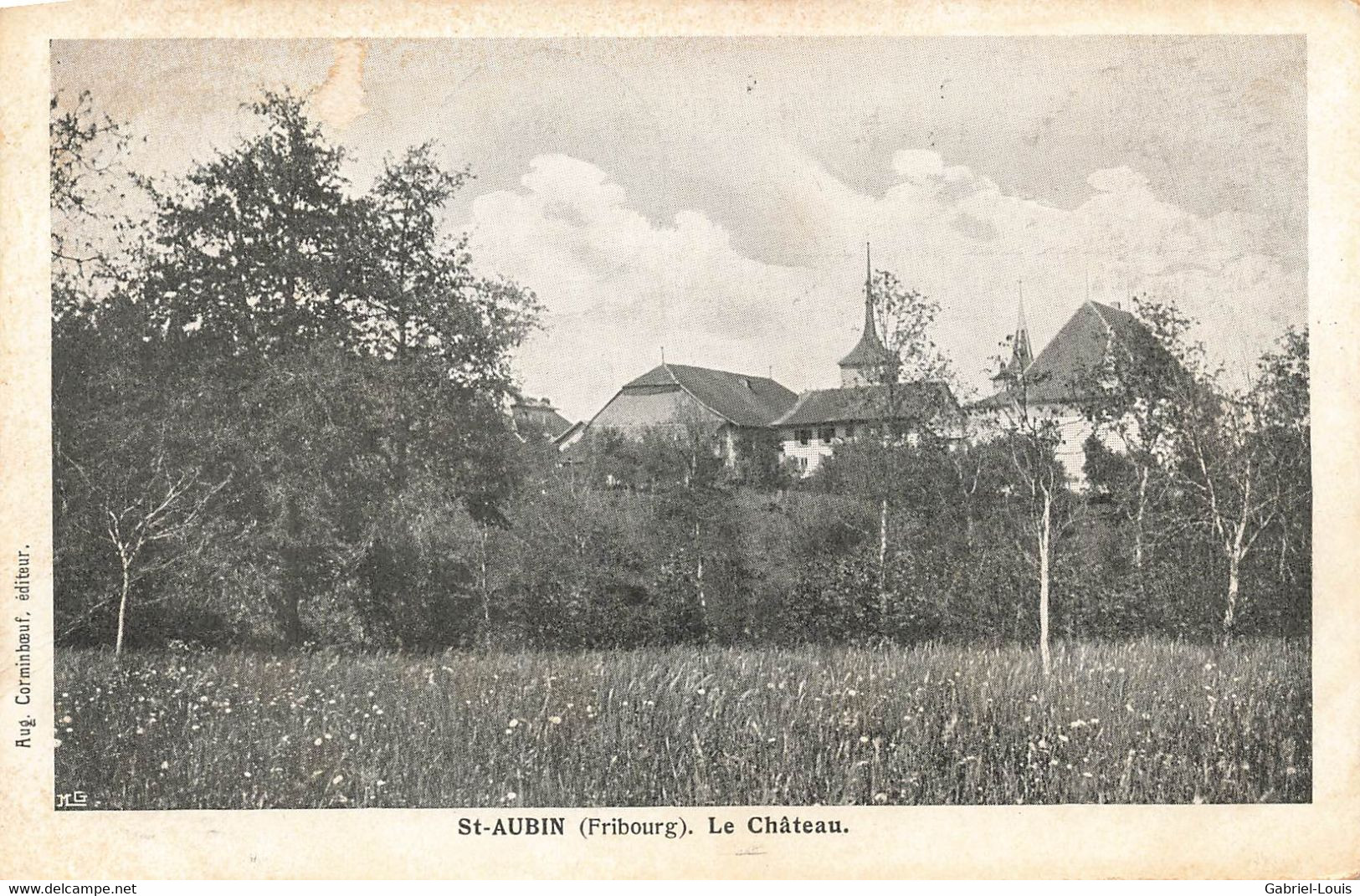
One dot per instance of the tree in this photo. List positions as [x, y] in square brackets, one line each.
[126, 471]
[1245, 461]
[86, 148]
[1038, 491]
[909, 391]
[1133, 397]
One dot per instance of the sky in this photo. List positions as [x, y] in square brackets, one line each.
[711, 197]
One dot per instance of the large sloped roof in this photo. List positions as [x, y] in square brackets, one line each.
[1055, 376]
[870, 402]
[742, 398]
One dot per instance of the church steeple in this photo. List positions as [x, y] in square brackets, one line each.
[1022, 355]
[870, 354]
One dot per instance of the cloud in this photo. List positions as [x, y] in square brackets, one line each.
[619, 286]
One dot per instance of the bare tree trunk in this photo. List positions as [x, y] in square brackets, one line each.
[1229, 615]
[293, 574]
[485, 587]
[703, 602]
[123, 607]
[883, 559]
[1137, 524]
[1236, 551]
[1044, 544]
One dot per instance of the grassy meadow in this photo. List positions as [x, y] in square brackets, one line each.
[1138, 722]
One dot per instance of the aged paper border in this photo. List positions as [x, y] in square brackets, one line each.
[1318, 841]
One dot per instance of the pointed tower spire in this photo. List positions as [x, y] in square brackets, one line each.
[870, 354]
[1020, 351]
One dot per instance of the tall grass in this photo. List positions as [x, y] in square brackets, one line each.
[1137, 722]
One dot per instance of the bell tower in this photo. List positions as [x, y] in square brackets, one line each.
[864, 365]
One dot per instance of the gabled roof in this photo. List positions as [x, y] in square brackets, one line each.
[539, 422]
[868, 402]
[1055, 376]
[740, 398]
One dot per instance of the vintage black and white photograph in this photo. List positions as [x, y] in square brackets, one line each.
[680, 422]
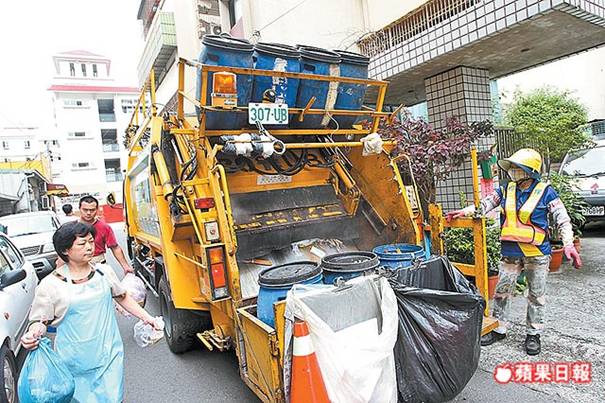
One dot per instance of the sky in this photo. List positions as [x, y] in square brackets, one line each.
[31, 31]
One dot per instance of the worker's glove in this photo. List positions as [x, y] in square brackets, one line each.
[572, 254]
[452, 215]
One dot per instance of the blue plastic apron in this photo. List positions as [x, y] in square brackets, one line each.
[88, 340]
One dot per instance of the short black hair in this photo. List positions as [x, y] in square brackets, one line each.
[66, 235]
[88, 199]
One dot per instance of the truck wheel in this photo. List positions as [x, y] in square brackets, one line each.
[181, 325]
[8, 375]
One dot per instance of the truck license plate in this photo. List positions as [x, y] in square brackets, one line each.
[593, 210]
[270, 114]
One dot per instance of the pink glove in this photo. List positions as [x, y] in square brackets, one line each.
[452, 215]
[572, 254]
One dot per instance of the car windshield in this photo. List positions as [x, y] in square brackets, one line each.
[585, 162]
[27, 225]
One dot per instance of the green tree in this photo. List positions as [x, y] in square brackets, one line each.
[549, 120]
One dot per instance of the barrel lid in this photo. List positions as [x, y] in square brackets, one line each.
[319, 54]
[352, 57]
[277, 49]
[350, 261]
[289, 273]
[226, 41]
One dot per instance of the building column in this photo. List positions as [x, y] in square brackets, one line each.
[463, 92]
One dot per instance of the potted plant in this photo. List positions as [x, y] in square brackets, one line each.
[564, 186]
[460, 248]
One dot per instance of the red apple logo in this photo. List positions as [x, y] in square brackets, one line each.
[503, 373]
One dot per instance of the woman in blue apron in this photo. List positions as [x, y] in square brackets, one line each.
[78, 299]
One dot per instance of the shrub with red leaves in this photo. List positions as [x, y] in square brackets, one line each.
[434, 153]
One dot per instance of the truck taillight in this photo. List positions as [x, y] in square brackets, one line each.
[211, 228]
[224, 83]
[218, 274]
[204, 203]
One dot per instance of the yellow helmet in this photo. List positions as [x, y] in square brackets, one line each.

################

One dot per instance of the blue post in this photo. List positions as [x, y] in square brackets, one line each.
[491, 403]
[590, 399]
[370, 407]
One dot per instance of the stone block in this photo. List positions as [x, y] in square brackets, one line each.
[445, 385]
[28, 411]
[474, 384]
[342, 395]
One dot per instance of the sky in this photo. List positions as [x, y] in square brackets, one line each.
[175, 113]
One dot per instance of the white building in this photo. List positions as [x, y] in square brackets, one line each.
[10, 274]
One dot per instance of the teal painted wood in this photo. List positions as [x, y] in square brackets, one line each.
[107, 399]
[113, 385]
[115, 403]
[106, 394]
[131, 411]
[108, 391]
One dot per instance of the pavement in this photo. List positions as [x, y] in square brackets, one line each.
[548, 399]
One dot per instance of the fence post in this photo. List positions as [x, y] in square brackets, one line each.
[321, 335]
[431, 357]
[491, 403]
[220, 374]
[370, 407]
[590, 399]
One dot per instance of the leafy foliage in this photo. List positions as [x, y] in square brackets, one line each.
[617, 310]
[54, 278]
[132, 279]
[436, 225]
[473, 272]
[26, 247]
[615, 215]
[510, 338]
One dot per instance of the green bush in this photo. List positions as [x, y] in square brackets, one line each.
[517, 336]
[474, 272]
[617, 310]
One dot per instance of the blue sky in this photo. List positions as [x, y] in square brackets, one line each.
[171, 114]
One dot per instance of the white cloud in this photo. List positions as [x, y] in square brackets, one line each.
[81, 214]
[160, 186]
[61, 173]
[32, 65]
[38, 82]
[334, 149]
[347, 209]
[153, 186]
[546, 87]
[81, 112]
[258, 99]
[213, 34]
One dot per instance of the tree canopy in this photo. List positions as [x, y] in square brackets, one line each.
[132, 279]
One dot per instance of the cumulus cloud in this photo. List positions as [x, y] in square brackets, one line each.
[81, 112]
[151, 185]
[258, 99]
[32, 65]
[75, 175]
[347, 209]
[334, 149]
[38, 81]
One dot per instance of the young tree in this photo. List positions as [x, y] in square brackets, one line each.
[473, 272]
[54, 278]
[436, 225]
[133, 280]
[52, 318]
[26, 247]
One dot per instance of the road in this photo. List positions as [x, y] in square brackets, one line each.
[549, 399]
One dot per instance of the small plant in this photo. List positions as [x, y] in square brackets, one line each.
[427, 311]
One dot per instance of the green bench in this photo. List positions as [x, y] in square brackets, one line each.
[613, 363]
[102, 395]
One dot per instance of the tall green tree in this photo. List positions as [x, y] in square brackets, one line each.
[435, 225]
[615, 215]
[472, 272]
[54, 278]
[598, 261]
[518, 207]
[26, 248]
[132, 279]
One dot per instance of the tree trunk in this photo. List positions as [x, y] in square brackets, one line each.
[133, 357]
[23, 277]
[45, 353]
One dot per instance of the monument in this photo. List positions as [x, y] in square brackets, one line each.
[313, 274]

################

Set problem: Retype the lines of the records starting with the line with "One dot per instance of the potted" and going on through the line with "One dot per instance of the yellow", reproducing each one character for character.

Response:
One dot per instance of the potted plant in this photo. List positions as [x, y] in square brackets, one line each.
[564, 186]
[460, 248]
One dot per instance of the red apple logo in this photo. List positions as [x, y] in square brackets, one line each.
[503, 373]
One dot per instance of the woman in blue apron in this photo. List positions as [x, y] in square brackets, one line each.
[78, 299]
One dot per instance of the shrub with red leaves in this photo. List positions as [x, y] in square brackets, one line each.
[434, 153]
One dot per instance of the truck taillight in this photo. List positions as [x, y] in square brackets, one line each.
[211, 228]
[224, 83]
[218, 274]
[204, 203]
One dot per instance of the yellow helmet in this photo. List positions as [x, y] in square brackets, one line each.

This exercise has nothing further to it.